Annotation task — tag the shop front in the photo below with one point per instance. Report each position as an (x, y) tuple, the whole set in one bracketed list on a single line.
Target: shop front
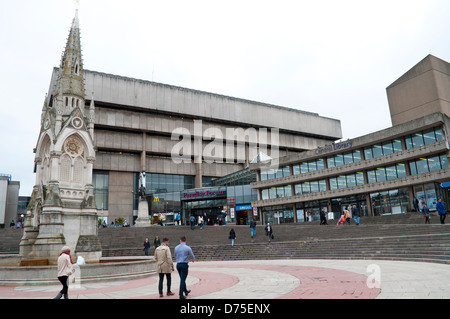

________

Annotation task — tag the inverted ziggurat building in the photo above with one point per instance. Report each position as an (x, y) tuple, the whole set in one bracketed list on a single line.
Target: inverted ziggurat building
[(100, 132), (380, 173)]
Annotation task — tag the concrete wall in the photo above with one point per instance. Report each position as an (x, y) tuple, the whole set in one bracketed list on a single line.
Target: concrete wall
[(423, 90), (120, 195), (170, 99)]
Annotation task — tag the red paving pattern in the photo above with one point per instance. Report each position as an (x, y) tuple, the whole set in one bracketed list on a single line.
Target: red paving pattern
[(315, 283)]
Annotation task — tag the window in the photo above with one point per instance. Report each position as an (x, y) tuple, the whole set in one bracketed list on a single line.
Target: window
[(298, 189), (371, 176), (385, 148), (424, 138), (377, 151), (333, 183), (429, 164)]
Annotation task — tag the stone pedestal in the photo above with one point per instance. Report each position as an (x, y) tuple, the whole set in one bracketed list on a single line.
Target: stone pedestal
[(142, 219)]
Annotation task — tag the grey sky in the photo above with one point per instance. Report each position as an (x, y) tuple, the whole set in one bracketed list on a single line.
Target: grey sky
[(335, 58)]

________

▶ Exercise directions: Write out the data above verbatim, beginning at the line that contains "Annotation task — tag the shop" and ending after the line that contains "Target: shop front". Include both of those lines and nothing else.

▶ Solved exercise:
Annotation task — tag the shop front in the photo below with one point per instance. Report each position as an (x, y) tuple, the whole set in one bracketed list on a single line.
Target: shop front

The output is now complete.